> [Exercise]
When you reach the line containing "Get bounding boxes for bronze", begin copying, and keep copying each line exactly until the listing ends.

> [Given data]
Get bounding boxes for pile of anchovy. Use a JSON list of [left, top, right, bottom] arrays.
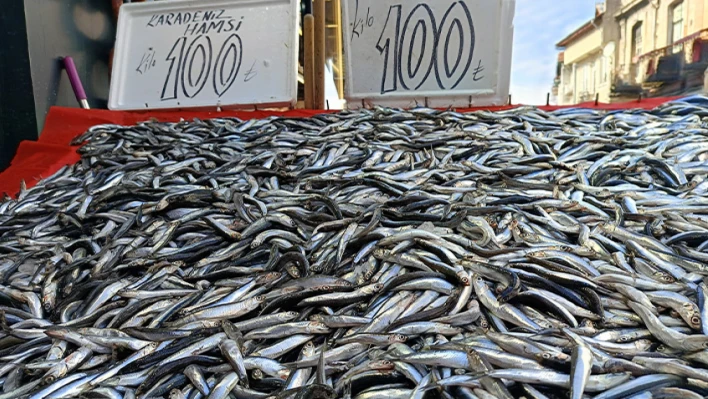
[[2, 96, 708, 399]]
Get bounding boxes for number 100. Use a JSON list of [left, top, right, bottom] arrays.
[[375, 1, 475, 94], [161, 34, 243, 101]]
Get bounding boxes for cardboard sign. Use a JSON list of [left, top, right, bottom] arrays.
[[109, 0, 299, 110], [342, 0, 515, 108]]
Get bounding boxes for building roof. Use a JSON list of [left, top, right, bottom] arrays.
[[556, 14, 603, 48], [615, 0, 648, 19]]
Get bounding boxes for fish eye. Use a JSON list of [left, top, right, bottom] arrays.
[[256, 295, 266, 301], [542, 353, 551, 359], [476, 277, 483, 282]]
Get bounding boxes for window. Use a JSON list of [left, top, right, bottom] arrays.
[[631, 22, 643, 83], [670, 2, 684, 53], [599, 56, 605, 84], [583, 63, 589, 92], [632, 22, 643, 57], [591, 60, 596, 92]]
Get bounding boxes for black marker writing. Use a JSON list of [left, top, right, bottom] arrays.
[[147, 15, 158, 28], [375, 0, 476, 94], [136, 48, 157, 75], [351, 0, 374, 41], [184, 16, 243, 36], [161, 33, 243, 101], [147, 9, 232, 27], [398, 4, 436, 90], [472, 60, 484, 81], [181, 35, 212, 98], [244, 60, 258, 82], [214, 34, 242, 96], [374, 4, 401, 94], [161, 37, 186, 100]]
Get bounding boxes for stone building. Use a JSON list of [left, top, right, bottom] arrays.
[[554, 0, 708, 104], [615, 0, 708, 98], [554, 2, 621, 105]]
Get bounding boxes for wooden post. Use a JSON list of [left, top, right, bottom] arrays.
[[111, 0, 122, 21], [333, 0, 344, 99], [303, 14, 315, 109], [314, 0, 326, 109], [546, 93, 550, 106]]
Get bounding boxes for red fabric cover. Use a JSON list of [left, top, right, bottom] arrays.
[[693, 39, 702, 63], [0, 96, 681, 197]]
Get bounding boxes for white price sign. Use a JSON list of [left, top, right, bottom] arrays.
[[342, 0, 515, 108], [109, 0, 299, 110]]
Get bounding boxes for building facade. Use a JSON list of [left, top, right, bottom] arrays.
[[555, 2, 620, 105], [555, 18, 603, 105], [615, 0, 708, 98], [554, 0, 708, 104]]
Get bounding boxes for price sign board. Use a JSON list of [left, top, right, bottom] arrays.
[[342, 0, 515, 108], [109, 0, 299, 110]]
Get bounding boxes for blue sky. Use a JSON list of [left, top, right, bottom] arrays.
[[510, 0, 600, 104]]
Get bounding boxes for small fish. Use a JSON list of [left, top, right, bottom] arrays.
[[0, 97, 707, 398]]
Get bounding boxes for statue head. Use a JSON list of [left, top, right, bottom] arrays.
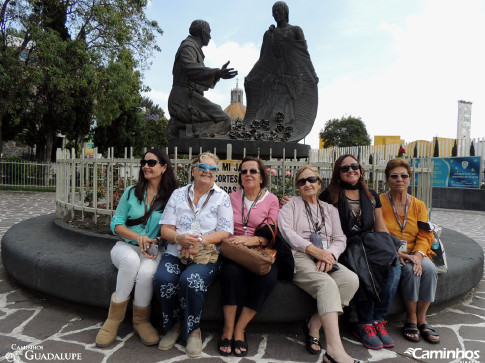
[[189, 20, 211, 46], [272, 1, 289, 23]]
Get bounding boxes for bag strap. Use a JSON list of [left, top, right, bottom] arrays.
[[255, 216, 277, 248], [125, 199, 163, 227]]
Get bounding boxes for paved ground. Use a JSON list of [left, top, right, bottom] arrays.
[[0, 191, 484, 363]]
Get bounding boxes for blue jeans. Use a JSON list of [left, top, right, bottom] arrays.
[[358, 263, 402, 323], [153, 253, 221, 340]]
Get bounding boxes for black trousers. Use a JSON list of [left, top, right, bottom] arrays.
[[220, 258, 278, 312]]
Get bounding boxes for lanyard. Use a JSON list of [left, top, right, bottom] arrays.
[[187, 185, 215, 222], [388, 192, 410, 239], [303, 199, 325, 233], [241, 189, 264, 235]]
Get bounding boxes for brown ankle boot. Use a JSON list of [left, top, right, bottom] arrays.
[[133, 305, 160, 346], [95, 293, 129, 348]]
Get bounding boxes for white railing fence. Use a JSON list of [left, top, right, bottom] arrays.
[[56, 147, 434, 224], [0, 158, 56, 188]]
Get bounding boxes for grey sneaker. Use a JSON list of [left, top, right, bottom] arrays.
[[352, 323, 383, 350], [374, 320, 395, 348]]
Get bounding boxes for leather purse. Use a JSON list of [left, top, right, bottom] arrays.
[[221, 217, 277, 276]]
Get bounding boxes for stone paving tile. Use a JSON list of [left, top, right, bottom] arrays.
[[1, 192, 485, 362]]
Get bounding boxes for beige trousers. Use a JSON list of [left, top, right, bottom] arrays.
[[293, 252, 359, 316]]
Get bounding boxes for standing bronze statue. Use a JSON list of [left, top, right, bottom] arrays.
[[242, 1, 318, 142], [166, 20, 237, 139]]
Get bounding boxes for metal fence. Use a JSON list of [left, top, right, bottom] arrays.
[[0, 158, 56, 189], [56, 147, 434, 223]]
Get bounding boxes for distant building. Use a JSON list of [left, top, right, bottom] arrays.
[[224, 81, 246, 122], [457, 100, 472, 142], [374, 136, 404, 146]]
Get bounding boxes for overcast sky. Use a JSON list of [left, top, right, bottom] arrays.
[[143, 0, 485, 149]]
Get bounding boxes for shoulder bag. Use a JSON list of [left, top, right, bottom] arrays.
[[221, 217, 277, 276]]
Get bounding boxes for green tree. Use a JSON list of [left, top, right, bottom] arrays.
[[0, 0, 162, 158], [451, 140, 457, 157], [470, 141, 475, 156], [413, 143, 418, 158], [433, 139, 440, 157], [319, 116, 371, 147]]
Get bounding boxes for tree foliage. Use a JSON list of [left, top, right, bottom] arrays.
[[0, 0, 162, 159], [433, 139, 440, 157], [470, 141, 475, 156], [93, 96, 168, 157], [319, 116, 371, 148], [451, 140, 457, 157]]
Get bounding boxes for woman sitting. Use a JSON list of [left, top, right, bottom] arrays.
[[320, 154, 401, 350], [380, 158, 439, 344], [279, 164, 359, 363], [219, 156, 280, 357], [96, 149, 178, 348], [153, 152, 234, 358]]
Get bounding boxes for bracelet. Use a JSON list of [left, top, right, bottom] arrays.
[[174, 233, 181, 244]]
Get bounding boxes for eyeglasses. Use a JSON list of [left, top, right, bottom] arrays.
[[390, 173, 410, 180], [296, 176, 321, 187], [140, 159, 162, 167], [339, 163, 360, 173], [241, 168, 260, 175], [196, 163, 218, 174]]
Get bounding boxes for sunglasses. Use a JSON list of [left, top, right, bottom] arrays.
[[140, 159, 162, 167], [296, 176, 321, 187], [241, 168, 260, 175], [339, 163, 360, 173], [196, 163, 218, 174], [390, 173, 410, 180]]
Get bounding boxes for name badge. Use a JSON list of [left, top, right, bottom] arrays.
[[191, 221, 202, 235], [310, 232, 326, 250], [399, 239, 407, 253]]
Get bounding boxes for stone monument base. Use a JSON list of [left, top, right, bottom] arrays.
[[168, 138, 310, 159]]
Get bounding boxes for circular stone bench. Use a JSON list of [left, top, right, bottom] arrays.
[[2, 214, 483, 322]]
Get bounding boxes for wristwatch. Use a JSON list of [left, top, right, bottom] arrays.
[[415, 250, 426, 257]]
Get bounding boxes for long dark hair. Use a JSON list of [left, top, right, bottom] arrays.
[[133, 149, 178, 210], [327, 154, 373, 204]]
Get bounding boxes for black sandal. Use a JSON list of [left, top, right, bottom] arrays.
[[418, 324, 440, 344], [402, 322, 421, 342], [324, 352, 360, 363], [217, 337, 233, 356], [302, 316, 322, 355], [234, 333, 248, 357]]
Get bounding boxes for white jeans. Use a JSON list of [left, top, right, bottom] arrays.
[[110, 241, 162, 307]]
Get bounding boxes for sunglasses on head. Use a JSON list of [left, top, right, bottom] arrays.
[[390, 173, 410, 180], [296, 176, 321, 187], [140, 159, 162, 167], [197, 163, 218, 174], [339, 163, 360, 173], [241, 168, 260, 175]]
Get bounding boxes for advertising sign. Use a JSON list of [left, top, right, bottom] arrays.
[[414, 157, 481, 188], [216, 160, 241, 194]]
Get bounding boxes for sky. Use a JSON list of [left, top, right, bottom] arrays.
[[142, 0, 485, 149]]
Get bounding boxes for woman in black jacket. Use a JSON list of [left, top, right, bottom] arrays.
[[320, 154, 401, 351]]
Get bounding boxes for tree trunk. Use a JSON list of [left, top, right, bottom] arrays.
[[45, 133, 53, 162]]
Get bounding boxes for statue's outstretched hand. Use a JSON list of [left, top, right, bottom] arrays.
[[218, 61, 238, 79]]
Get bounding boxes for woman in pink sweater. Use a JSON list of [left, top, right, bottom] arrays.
[[219, 156, 280, 357]]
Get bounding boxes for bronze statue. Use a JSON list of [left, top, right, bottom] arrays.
[[242, 1, 318, 142], [166, 20, 237, 139]]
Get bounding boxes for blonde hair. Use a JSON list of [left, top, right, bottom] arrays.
[[191, 152, 219, 167]]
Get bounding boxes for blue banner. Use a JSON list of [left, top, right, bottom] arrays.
[[413, 157, 481, 188]]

> [Finished exercise]
Get bounding boxes for bronze statue. Use a JSON list of [left, top, right, bottom] arrays.
[[242, 1, 318, 142], [166, 20, 237, 139]]
Get bounding boxes for blonde hair. Use a JSON list of [left, top, right, bottom] arrays.
[[191, 152, 219, 167]]
Get bounding boxes for blue banner. Use a JSON list of [left, top, right, bottom] arrays.
[[413, 157, 481, 188]]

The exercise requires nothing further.